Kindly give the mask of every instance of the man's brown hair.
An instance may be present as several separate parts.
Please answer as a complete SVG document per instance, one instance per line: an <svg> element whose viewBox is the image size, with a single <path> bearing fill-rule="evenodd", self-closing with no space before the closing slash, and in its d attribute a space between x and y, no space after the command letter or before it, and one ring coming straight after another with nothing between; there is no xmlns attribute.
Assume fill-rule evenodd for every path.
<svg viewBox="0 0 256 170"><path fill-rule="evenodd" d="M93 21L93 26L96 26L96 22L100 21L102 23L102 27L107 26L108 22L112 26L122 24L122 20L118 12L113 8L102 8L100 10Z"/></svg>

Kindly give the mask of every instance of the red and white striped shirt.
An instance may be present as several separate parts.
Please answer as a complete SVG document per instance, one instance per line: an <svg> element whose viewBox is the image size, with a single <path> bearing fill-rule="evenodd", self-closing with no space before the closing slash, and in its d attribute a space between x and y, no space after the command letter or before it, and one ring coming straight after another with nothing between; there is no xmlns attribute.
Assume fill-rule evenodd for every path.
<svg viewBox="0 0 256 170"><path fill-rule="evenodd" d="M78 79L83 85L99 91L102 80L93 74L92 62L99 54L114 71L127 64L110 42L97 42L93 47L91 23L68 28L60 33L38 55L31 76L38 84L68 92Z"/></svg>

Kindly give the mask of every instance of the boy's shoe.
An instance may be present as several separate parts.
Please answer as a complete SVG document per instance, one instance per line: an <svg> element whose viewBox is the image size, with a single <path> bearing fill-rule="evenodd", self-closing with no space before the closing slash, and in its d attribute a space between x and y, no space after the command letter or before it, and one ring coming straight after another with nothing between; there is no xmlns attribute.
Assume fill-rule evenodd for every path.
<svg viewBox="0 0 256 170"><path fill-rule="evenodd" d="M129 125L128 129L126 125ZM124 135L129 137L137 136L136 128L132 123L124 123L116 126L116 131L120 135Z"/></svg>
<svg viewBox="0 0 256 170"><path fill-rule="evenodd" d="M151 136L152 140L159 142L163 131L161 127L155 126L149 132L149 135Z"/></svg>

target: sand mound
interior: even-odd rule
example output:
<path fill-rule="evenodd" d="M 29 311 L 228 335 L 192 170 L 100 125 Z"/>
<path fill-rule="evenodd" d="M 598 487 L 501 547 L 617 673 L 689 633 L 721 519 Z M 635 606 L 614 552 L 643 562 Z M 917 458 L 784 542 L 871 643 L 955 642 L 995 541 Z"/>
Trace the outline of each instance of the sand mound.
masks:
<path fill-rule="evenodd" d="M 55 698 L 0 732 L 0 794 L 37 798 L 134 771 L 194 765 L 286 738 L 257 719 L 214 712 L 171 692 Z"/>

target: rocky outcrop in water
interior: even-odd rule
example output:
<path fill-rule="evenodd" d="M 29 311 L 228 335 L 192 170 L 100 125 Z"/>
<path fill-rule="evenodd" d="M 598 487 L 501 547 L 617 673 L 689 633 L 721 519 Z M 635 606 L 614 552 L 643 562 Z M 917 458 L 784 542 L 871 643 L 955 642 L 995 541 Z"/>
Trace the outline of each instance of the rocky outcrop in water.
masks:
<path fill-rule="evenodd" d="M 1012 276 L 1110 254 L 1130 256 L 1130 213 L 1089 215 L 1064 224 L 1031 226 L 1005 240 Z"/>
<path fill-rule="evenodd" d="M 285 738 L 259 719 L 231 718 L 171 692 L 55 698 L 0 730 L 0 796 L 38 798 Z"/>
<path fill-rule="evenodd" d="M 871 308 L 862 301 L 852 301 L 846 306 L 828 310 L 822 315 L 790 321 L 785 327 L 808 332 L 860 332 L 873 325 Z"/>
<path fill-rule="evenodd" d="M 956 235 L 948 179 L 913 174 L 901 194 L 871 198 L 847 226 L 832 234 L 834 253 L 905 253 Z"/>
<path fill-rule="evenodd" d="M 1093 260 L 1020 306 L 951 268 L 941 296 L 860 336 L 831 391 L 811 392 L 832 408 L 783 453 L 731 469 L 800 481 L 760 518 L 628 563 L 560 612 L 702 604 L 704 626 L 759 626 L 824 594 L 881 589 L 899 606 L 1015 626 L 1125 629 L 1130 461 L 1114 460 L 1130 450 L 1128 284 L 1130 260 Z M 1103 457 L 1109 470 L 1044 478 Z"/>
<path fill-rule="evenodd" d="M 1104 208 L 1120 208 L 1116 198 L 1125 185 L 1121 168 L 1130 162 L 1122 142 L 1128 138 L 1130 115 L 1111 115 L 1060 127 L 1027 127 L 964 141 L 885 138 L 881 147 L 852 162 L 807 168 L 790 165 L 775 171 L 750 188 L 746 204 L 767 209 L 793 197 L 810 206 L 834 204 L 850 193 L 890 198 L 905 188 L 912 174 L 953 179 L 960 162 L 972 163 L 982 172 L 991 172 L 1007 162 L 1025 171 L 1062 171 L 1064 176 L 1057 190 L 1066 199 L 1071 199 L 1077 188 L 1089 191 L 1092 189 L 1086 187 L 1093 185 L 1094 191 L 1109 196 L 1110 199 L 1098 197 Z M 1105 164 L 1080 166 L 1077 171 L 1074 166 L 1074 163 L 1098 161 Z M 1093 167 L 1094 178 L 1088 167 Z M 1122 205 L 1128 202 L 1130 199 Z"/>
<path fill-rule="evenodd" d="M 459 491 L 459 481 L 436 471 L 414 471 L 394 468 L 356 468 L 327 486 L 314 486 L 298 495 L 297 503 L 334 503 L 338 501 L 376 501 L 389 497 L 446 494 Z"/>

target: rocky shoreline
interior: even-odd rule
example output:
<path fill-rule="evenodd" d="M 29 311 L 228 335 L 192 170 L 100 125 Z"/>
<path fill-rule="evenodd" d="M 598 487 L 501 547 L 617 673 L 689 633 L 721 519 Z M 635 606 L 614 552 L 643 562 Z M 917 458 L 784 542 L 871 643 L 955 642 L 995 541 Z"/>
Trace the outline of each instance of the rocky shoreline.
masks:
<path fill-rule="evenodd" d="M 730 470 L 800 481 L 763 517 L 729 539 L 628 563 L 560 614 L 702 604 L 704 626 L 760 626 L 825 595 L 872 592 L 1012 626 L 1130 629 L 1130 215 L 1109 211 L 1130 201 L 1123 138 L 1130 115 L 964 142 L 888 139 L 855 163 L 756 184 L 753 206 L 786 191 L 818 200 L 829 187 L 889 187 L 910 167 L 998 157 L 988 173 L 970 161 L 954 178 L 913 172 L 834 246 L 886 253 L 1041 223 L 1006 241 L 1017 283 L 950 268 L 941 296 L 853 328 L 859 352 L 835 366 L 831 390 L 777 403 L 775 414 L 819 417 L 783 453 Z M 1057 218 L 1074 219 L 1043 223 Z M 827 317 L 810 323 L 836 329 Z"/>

**Direction:** Reproduce the stretch from the line containing "target: rocky shoreline" through the end of the entries verbatim, including both ends.

**Completed task:**
target: rocky shoreline
interior: even-odd rule
example output:
<path fill-rule="evenodd" d="M 29 311 L 228 335 L 192 170 L 100 125 Z"/>
<path fill-rule="evenodd" d="M 598 487 L 501 547 L 617 673 L 689 633 L 721 519 Z M 635 606 L 614 552 L 643 562 Z M 917 458 L 784 542 L 871 643 L 955 642 L 995 541 Z"/>
Trace the outline of each instance of the rocky shoreline.
masks:
<path fill-rule="evenodd" d="M 730 470 L 800 481 L 763 517 L 729 539 L 628 563 L 560 614 L 702 604 L 704 626 L 760 626 L 825 595 L 872 592 L 1012 626 L 1130 629 L 1130 215 L 1109 211 L 1130 201 L 1123 138 L 1130 115 L 964 142 L 888 139 L 855 163 L 756 184 L 753 206 L 786 191 L 818 200 L 829 187 L 889 187 L 910 167 L 998 157 L 988 173 L 970 161 L 954 178 L 913 172 L 834 246 L 886 253 L 1041 223 L 1006 241 L 1017 283 L 950 268 L 941 296 L 853 328 L 859 352 L 835 366 L 831 390 L 777 403 L 775 414 L 819 417 L 783 453 Z M 1057 218 L 1074 219 L 1043 223 Z M 827 317 L 810 323 L 836 329 Z"/>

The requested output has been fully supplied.